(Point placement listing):

■ ■ ■

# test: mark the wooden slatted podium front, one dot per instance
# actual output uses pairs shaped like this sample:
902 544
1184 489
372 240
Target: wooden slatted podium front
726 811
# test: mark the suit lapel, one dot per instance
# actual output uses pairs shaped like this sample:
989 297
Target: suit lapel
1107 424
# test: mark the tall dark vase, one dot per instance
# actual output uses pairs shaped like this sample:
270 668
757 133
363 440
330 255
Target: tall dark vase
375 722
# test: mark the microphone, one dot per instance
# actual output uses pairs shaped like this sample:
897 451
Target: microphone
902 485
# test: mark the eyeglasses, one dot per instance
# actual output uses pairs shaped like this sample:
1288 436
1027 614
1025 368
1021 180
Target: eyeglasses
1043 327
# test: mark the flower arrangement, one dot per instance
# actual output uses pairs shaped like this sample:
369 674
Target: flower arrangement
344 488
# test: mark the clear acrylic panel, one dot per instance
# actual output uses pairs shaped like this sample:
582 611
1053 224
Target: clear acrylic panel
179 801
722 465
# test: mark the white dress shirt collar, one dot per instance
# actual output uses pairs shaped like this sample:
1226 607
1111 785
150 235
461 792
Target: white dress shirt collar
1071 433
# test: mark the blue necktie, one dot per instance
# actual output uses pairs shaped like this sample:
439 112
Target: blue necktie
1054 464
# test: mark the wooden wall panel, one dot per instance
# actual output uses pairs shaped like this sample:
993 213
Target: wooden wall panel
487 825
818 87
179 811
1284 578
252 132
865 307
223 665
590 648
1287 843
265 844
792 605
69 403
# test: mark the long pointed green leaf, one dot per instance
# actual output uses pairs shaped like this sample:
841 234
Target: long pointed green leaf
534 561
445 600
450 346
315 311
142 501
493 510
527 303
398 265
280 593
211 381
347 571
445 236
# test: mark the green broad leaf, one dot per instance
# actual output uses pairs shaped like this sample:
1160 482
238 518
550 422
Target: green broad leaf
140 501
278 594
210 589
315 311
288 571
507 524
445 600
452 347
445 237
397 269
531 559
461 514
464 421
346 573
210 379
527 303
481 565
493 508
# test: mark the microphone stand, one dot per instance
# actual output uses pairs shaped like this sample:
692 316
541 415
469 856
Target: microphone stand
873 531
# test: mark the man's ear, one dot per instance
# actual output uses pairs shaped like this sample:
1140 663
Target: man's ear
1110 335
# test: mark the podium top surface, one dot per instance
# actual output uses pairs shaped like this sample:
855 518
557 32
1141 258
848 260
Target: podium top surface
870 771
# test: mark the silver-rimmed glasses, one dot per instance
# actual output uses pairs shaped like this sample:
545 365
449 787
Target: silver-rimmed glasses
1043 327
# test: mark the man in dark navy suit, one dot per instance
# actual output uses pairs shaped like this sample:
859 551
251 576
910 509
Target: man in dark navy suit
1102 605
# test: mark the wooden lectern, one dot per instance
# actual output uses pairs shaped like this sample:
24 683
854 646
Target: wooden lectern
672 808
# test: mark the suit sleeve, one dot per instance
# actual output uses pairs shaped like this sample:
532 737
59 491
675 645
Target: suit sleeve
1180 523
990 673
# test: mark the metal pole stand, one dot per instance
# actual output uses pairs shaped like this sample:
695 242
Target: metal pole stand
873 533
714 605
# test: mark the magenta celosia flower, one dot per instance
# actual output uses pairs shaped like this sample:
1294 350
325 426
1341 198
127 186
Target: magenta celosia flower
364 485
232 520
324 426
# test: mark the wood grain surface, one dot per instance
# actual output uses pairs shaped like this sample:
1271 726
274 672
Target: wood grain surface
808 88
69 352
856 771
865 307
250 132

■ ■ ■

Repeat the entire point placement listing above, line for line, without changing anything.

(CORRECT OUTPUT):
# test: mark the wooden slatted podium front, one dot per instance
# actual output uses pairs shaped like this sample:
902 544
1184 489
372 240
Target: wooden slatted podium front
726 811
# test: mark the suit lapel, one dot per instance
# actual output uses pairs shaped like this sample:
989 297
Target: suit lapel
1107 424
# test: mark the tall dark vase, one dot per instance
# actual output uses pairs shaped like this sample:
270 668
757 133
363 440
330 255
Target: tall dark vase
375 722
# test: mark the microphone, one dot per instance
# actual output uses pairs shaped like this sample:
897 451
Target: microphone
902 485
# test: mark the eyeglasses, one dot per instance
# actual output uses pairs shaped like this sample:
1288 436
1027 614
1025 368
1021 180
Target: eyeglasses
1043 327
# test: mark the flower arrangement, one dot per instance
# actual output uses pairs shaped like this sample:
369 674
Target: flower arrangement
344 488
# test: mark the clear acrylic panel, one dot per instance
# actual output uses pairs shaped like this sample:
582 611
1053 224
Target: clear acrylic panel
179 801
722 465
# test: mark the white dress shirt collar, one dot per instance
# actual output uses pairs shaped like this sample:
1226 607
1111 785
150 235
461 792
Target: white dress shirt collar
1071 433
# test: mark the blue necktie, one dot per instance
# actual output uses pairs shaped like this sample:
439 112
Target: blue necktie
1054 464
# test: mark the wooden wall panel, one dot per instance
# actual output uses pairs shaped like this sample:
993 213
Target: wooden wall panel
487 825
818 87
179 811
1284 578
252 132
865 307
223 665
590 648
1287 843
265 844
792 605
69 403
# test: mark the long pointed green leaf, one dot per instance
# actual output uses pairs shaped like this sample:
841 234
Target: long pointed green leaf
534 561
445 600
450 346
315 311
142 501
493 510
527 303
398 265
280 593
211 381
347 571
445 236
# test: mark the green broad leaf, one dot per instance
# actual output uses pairs shaped like this sample:
1160 482
238 518
550 422
Target: green broad leaf
140 501
278 594
210 589
315 311
288 571
507 524
445 600
452 347
445 237
397 269
531 559
461 514
464 421
346 573
210 379
527 303
481 565
493 508
# test: mark the microphone stand, one dot per instance
# actual output uses pairs shaped like this sample:
692 316
541 415
469 856
Target: microphone stand
873 531
# test: mark the man's ear, one dot per instance
# actual output uses pairs shaped like this sample:
1140 663
Target: man's ear
1110 335
# test: mark the podium top surface, one dot per instance
# actual output uses pairs shaped like this sample:
855 518
557 32
1141 258
848 260
Target: podium top surface
870 771
# test: mark the silver-rimmed glasses, one dot per instance
# actual output uses pairs shaped like this sample:
545 365
449 787
Target: silver-rimmed glasses
1043 327
# test: mark the man in dark navy suit, one dot per instance
# actual output uses pairs shaped like this sample:
859 551
251 576
910 509
Target: man in dark navy suit
1102 605
# test: mark the wooden lectern, one dot per instance
# actual output uses pairs shaped like this sample:
24 683
854 646
Target: wooden lectern
672 808
# test: mark the suit sleeve, one dot per instance
# actual output uses pairs shaped like this sample:
532 737
59 491
675 645
Target: suit sleeve
1180 523
990 673
# test: mark the metal pole stand, one dot per instance
# actual output uses pairs shaped like this sample:
695 242
Target: metal pole stand
873 533
714 605
# test: mark the magenta celosia flower, one dot per instance
# actual output uses pairs shaped like this sample:
1294 350
325 426
1341 198
127 186
Target: magenta celosia flower
364 485
232 520
324 426
# test: mark the wood grain surface, one dot per instance
# actual output uses pairs shaped like this sample:
1271 726
274 672
Target: wood grain surface
808 88
69 352
856 771
865 307
250 132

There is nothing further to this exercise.